* [Task brief]
The records are to be repeated in full. Every line must match.

* [Referring expression data]
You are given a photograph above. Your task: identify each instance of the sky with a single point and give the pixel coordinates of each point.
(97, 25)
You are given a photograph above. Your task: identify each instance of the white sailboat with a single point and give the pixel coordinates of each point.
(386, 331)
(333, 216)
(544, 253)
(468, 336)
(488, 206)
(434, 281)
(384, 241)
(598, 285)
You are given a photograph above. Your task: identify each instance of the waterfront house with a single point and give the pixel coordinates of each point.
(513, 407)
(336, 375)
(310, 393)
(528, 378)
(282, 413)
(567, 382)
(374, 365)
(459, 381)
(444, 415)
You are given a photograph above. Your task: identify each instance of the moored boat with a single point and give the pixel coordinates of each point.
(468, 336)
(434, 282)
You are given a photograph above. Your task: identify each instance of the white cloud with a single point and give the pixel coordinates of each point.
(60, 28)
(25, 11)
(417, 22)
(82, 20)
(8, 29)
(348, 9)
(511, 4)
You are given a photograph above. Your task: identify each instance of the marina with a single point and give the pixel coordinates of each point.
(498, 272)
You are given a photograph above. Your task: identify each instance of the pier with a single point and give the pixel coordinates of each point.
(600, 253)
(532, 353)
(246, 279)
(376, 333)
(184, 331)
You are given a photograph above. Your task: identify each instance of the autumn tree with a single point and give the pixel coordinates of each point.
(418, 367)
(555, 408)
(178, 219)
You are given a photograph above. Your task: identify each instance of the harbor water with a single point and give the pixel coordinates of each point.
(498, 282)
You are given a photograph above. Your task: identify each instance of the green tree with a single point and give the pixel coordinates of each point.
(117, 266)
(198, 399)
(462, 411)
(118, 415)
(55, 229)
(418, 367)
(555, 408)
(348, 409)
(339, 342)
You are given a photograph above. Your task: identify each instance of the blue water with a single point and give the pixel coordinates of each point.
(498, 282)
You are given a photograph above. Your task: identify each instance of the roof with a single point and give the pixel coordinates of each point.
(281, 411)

* [Your response]
You are given a photograph above. Your task: identify each instance of the sky with a single point and give the pixel coordinates of each point.
(97, 25)
You are given a photograph above. Your task: identify each instance of the white sailboat with a single point and give the pixel coordinates of each point.
(386, 331)
(333, 216)
(544, 253)
(468, 336)
(488, 206)
(434, 281)
(384, 241)
(598, 285)
You are given a photograph above. Your task: identify each instance of the waterfront house with a single point and give the pixel coordinates of each point.
(513, 407)
(336, 375)
(310, 393)
(528, 378)
(282, 413)
(567, 382)
(374, 365)
(459, 381)
(444, 415)
You are given a photograph above. Your task: identify each instance of the moored boat with a single point and give the pixel coordinates of each point.
(468, 336)
(434, 282)
You are given a photograph above. Your task: identify each instance of the white cloud with a single point and give the pixel coordinates of each point.
(60, 28)
(25, 11)
(417, 22)
(82, 20)
(8, 29)
(348, 9)
(511, 4)
You are given a photograph above. Your task: identify each instance of the marina with a single point and give the pixel coordinates of each point.
(498, 272)
You are given a photograph above. Your task: identify each instance of the pier with a single point and give the pixel coordinates of each point.
(600, 253)
(532, 353)
(246, 279)
(376, 333)
(184, 331)
You are given a photograph above. Your task: identify each instance of the autumn tree with a single point and give the pixel coordinates of each point.
(418, 367)
(555, 408)
(178, 219)
You are given a photograph above. Your task: identify each instance of the harbor water with a single point and give the pixel coordinates of each point.
(498, 282)
You are given a photograph above. Your task: identify each instance of the green tree with a single point and give the pixel coordinates of each point.
(117, 266)
(198, 399)
(462, 411)
(118, 415)
(55, 229)
(418, 367)
(555, 408)
(348, 409)
(339, 342)
You are given a photograph above. Your task: identify each instance of the blue water with a single point and give the pixel coordinates of each point.
(498, 282)
You are given a photograph above. Your task: identify each instance of the roof with a single point and give the pixel coordinates of each point.
(281, 411)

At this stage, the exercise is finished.